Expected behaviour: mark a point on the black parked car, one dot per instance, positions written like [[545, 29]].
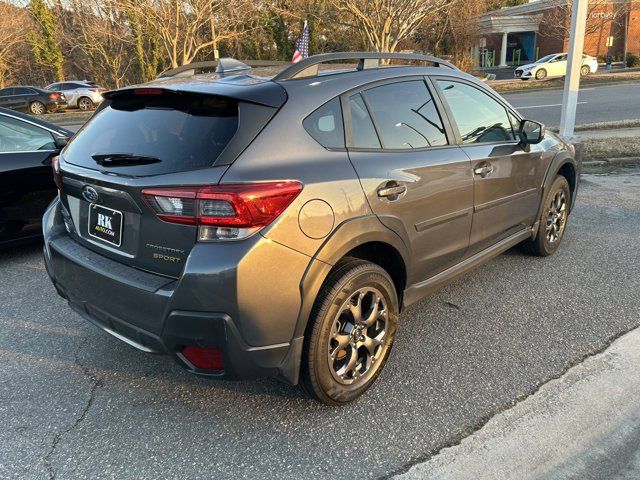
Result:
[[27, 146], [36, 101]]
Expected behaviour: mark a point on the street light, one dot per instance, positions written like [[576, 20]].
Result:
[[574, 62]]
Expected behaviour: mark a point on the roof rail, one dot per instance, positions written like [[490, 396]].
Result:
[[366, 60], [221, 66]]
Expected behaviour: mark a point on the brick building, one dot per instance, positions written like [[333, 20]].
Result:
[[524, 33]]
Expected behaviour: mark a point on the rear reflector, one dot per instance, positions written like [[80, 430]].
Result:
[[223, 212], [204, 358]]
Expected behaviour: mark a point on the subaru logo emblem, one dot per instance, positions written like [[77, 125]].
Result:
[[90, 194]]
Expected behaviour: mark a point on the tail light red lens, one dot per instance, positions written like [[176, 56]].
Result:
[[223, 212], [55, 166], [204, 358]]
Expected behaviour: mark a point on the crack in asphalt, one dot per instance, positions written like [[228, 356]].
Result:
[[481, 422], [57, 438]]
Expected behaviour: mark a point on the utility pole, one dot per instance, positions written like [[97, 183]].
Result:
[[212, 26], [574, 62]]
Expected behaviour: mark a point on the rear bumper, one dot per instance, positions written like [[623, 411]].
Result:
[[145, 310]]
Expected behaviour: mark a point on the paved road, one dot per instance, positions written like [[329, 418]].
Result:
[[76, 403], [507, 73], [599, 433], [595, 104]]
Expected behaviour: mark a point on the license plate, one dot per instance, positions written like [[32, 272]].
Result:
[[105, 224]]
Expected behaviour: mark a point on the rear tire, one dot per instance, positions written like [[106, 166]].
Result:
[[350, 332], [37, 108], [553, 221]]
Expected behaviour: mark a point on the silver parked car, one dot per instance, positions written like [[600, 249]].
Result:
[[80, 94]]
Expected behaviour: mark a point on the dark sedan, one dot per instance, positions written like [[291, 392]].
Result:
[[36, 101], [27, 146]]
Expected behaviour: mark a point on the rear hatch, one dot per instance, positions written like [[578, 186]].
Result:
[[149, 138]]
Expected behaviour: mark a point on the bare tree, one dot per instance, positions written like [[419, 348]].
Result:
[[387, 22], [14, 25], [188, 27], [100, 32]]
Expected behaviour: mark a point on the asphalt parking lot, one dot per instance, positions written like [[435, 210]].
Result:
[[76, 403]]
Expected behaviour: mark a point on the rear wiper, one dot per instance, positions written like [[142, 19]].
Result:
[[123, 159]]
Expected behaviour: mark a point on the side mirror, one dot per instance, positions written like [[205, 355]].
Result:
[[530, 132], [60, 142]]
___
With the pictures removed, copy the data above word for word.

-- Exercise response --
Expected behaviour: mark a point on the black parked car, one dot per instance, positions written like [[545, 29]].
Result:
[[27, 146], [36, 101]]
Expected behaviour: mark a point on the street light, one dot per instance, positions written like [[576, 20]].
Result:
[[574, 62]]
Expected behaviour: mark a point on the roof rail, one dot per instance, positions written like [[490, 396]].
Result:
[[366, 60], [221, 66]]
Expected behaviour: mark a point on the brick building, one dot per instance, positions written like [[333, 20]].
Result:
[[524, 33]]
Expected behaviour: mark a point on the rear reflector, one dot per instance, positions written like [[80, 430]].
Result:
[[223, 212], [204, 358]]
Expected behaviour: mark a point on the subaru logo emblem, one dot per instance, positions written like [[77, 125]].
Result:
[[90, 194]]
Expected behaviour: mark a point on the tail light red lens, one dot per instance, positions written like [[176, 56]].
Result:
[[223, 212], [55, 166], [204, 358]]
Expected behaviour: mark a point on the crack in asphalt, one dot per instance, positions written like [[228, 356]].
Result:
[[481, 422], [57, 438]]
Expected behaviour: mark a point on the utility pole, one dot per instance, positions written like [[97, 183]].
Result:
[[212, 26], [574, 62]]
Expected behaviour: mark a point on the rear bumper, one dot per instance, positions written like [[623, 411]].
Result:
[[145, 310]]
Expected behaviour: mark a point on the paved road, one dot per instance, positions written like [[329, 418]].
Result:
[[76, 403], [507, 73], [599, 433], [595, 104]]
Expected behaviour: mark a point on the license plate, one dot per instance, positions written like [[32, 272]].
Result:
[[105, 224]]
Expected behaviour: mark a point on the rear tire, one dot per instance, positions written like [[106, 166]].
Result:
[[350, 332], [37, 108], [553, 221]]
Expected behaviour: mark a point on the silver parked car, one dot per instance, positions written like [[600, 249]].
Result:
[[80, 94]]
Expected behaviour: mark a point on the dark sedan, one dot per instance, positions written like [[291, 392]].
Result:
[[36, 101], [27, 146]]
Expected behaviour: mark a point on the rear hatch, one dot per instance, positions written like [[578, 186]].
Result:
[[149, 138]]
Expected behaviour: mark a point on the bare tree, one dot per instance, positions written like [[419, 348]].
Result:
[[387, 22], [14, 25], [188, 27], [100, 32]]
Expected behaviour: mark a point on the asphalt parking lot, one dot per instance, positions written like [[435, 210]].
Result:
[[76, 403]]
Expected behaviour: mark a point on the rear wiper, one dot per instance, positions written like [[142, 19]].
Result:
[[123, 159]]
Expected behaviour: mark a point on the side mirror, one dot per instance, positions written like [[205, 355]].
Result:
[[530, 132], [60, 142]]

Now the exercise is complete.